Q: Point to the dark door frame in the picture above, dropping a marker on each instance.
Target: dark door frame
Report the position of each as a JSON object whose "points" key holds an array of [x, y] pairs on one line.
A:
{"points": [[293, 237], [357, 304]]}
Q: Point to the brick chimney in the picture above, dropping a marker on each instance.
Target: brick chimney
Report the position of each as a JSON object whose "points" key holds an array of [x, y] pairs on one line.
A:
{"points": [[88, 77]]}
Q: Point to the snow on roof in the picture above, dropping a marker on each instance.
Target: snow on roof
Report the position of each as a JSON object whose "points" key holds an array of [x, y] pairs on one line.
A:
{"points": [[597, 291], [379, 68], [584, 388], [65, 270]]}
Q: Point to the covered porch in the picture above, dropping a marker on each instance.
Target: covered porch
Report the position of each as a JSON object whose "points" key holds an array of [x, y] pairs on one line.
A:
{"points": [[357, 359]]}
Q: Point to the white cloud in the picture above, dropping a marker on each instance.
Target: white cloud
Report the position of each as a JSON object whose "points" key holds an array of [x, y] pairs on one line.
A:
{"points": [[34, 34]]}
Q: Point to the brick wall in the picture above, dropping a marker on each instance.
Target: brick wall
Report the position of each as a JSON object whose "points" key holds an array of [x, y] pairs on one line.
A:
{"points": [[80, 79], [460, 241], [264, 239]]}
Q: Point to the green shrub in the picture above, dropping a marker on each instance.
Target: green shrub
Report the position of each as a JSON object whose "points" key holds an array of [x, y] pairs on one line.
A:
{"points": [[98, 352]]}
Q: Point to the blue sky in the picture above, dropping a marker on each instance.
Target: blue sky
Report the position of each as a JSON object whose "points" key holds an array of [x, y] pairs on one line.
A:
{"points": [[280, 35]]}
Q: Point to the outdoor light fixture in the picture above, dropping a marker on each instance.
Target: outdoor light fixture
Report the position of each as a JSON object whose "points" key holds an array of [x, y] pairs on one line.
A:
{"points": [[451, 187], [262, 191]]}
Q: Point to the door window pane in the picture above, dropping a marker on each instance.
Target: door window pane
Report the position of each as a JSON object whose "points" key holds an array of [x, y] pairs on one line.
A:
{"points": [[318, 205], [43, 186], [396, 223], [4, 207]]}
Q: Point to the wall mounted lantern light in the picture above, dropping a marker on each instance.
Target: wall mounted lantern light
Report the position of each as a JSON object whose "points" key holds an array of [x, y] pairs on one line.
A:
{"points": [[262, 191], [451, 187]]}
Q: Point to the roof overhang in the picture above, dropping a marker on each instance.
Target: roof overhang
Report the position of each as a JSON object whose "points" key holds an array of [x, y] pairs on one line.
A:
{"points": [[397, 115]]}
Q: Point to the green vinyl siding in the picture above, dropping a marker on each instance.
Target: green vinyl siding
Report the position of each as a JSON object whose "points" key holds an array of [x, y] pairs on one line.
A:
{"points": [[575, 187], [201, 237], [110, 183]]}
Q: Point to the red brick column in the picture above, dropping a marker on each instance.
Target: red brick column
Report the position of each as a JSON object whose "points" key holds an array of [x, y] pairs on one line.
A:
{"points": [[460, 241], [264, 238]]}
##############################
To do. Faithfully write out the entire listing, line by line.

Solution to this problem.
Q: Point to the dark door frame in the picture above, dropping a marker on each instance.
Target: dark door frame
Report the position of each as a JSON object whose "points" key holds an array of [x, y] pairs on one line.
A:
{"points": [[293, 237], [357, 304]]}
Q: Point to the brick chimney in the picture above, dropping a marker on each instance.
Target: brick chimney
Report the position of each as a JSON object whose "points" key holds an array of [x, y] pairs on one line.
A:
{"points": [[88, 77]]}
Q: Point to the snow on roof in the picture above, dropping a marker on each instance.
Target: snow on roof
Report the position of each as a JSON object whose "points" key holds an array of [x, y] pairs on one line.
A:
{"points": [[597, 291], [379, 68], [584, 388], [65, 270]]}
Q: Point to the covered porch in the picture above, dropping a marker on each instance.
Target: covered porch
Report the position of each as a JSON object whose "points" key holds an array of [x, y] pairs on one line.
A:
{"points": [[357, 359]]}
Q: Point to the white cloud in the picture above, dropping a marker on each instance.
Target: white cloud
Report the position of each as a JSON object whose "points" key holds an array of [x, y] pairs on one line.
A:
{"points": [[34, 34]]}
Q: Point to the brick wall in the picture above, dropping a marker on each instance.
Target: brick wall
Report the position of each as a JSON object whose "points" key holds an array of [x, y] pairs on one line.
A:
{"points": [[80, 79], [460, 241], [264, 239]]}
Q: Point to the green shrub in the picture above, dropping a marker on each instance.
Target: green shrub
Report the position of each as a JSON object whose "points" key holds an array of [x, y] pairs on one line.
A:
{"points": [[98, 352]]}
Q: Point to the blue sky in the picture above, dropping a marker on each instance.
Target: blue sky
Report the position of each as a JSON object whose "points" key holds an array of [x, y] pairs on one line.
A:
{"points": [[280, 35]]}
Q: Point to the outdoor light fixture in the picture above, dropping a marker on each instance.
Target: outdoor light fixture
Report the position of each as a JSON object whose "points" key holds an array of [x, y] pairs on one line.
A:
{"points": [[451, 187], [262, 191]]}
Q: Point to the door window pane in the picture above, dropping a marker on each instance.
Target: door window pane
Report the position of each as a JSON object whose "points" key holds an array of [x, y] pairs on one line.
A:
{"points": [[318, 205], [43, 186], [396, 223], [4, 207]]}
Q: Point to the wall mounted lantern light in the picture above, dropping a marker on each instance.
Target: wall mounted lantern light
Report the position of each as a JSON object whose "points" key holds an array of [x, y] pairs on one line.
A:
{"points": [[262, 191], [451, 187]]}
Q: Point to the roof overhang in the picture above, dropping a marker on each instance.
Target: roof overhang
Report the position of each as a JSON object whose "points" key holds an array of [x, y] pairs on one line.
A:
{"points": [[397, 115]]}
Q: Point to the green vinyl siding in the picture above, dropping a marker on each instance.
Target: green vinyl siding
Report the position of each as a JSON object whose "points" key holds an array of [x, y] pairs on one line.
A:
{"points": [[575, 187], [201, 237], [110, 183]]}
Q: Point to the red brick column in the picture above, dropping a marker on each instance.
Target: red brick column
Report the position of each as a JSON object whose "points" key holds an array of [x, y] pairs on one line.
A:
{"points": [[460, 241], [264, 238]]}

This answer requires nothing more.